## TRECHO PARA LEITURA
======
Quando Mad Max: Estrada da Fúria (Mad Max: Fury Road, 2015) estreou, eu sabia que estava testemunhando algo único. Quase dez anos depois, nunca consegui externar em palavras todo o amor que senti pelo filme, que rapidamente tomou um posto entre meus preferidos da década e de lá nunca mais saiu. A narrativa frenética, estruturada em torno de uma grande corrida com ação (quase) ininterrupta, que por sua vez se divide em duas metades (ida e volta no mesmo trajeto), entrega intensidade sem precisar tirar tempo para contextualizar a história de suas protagonistas. E funciona de maneira fechada em si: não aparenta precisar de complementos para a compreensão de seus acontecimentos e suas personagens. Elas existem ali, suas dores são subentendidas e suas necessidades são imediatas. Por isso, quando o prequel Furiosa: Uma Saga Mad Max (Furiosa: A Max Saga, 2024) foi anunciado fiquei descrente: qual a necessidade de nos apresentar algo que até então não fez falta alguma? Bom, mas o tempo ensina a não duvidar de George Miller. (Lembra da descrença generalizada com Estrada da Fúria nos anos que antecederam seu lançamento?). Furiosa veio a público, existe, e em existindo estabelece-se de outra maneira, que, afinal, complementa o filme original.

Novamente a protagonista é Furiosa, mas dessa vez acompanhamos ela desde sua infância (interpretada pela ótima Alyla Browne) no Lugar Verde: um vale paradisíaco e matriarcal, com paisagens marcadas por usinas eólicas, pomares e enormes hortas plantadas em canteiros elevados. Há fartura e harmonia. A trajetória da criança para se tornar a heroína trágica do filme anterior começa quando ela é capturada por motoqueiros da gangue do Senhor da Guerra Dr. Dementus (Chris Hemsworth). Ela sabe que não pode revelar o segredo da localização de seu lar e precisa garantir, com seus parcos recursos, que nenhum de seus captores possa contar. Só que ela não está só: sua mãe, Mary (Charlee Fraser) a segue para tentar resgatá-la e garantir sua segurança. Mas ela mesma acaba sendo capturada e morta, acontecimento que havia sido mencionado em Estrada da Fúria.
======
## TRECHO DE ORIGEM
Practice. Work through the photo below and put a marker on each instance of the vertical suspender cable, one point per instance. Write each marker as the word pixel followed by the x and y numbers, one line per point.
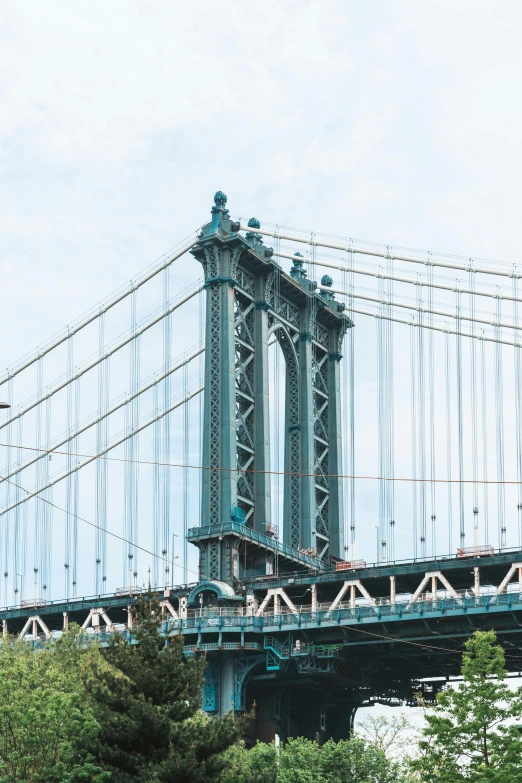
======
## LISTA DE EXERCÍCIOS
**1)** De acordo com o trecho sobre os filmes Mad Max, por que o anúncio de Furiosa trouxe descrença? Explique em uma a três frases.
**2)** Transcreva do trecho sobre os filmes Mad Max a parte que começa em "Novamente a protagonista" e termina em "Estrada da Fúria.".
Os dados não entram em nada aqui.

## RESPOSTAS DO EXERCÍCIO
**1)** Porque Estrada da Fúria funciona de maneira fechada em si e não parece precisar de complementos para entender seus acontecimentos e suas personagens. Por isso, não parecia haver necessidade de apresentar algo que até então não tinha feito falta nenhuma.

**2)**
Novamente a protagonista é Furiosa, mas dessa vez acompanhamos ela desde sua infância (interpretada pela ótima Alyla Browne) no Lugar Verde: um vale paradisíaco e matriarcal, com paisagens marcadas por usinas eólicas, pomares e enormes hortas plantadas em canteiros elevados. Há fartura e harmonia. A trajetória da criança para se tornar a heroína trágica do filme anterior começa quando ela é capturada por motoqueiros da gangue do Senhor da Guerra Dr. Dementus (Chris Hemsworth). Ela sabe que não pode revelar o segredo da localização de seu lar e precisa garantir, com seus parcos recursos, que nenhum de seus captores possa contar. Só que ela não está só: sua mãe, Mary (Charlee Fraser) a segue para tentar resgatá-la e garantir sua segurança. Mas ela mesma acaba sendo capturada e morta, acontecimento que havia sido mencionado em Estrada da Fúria.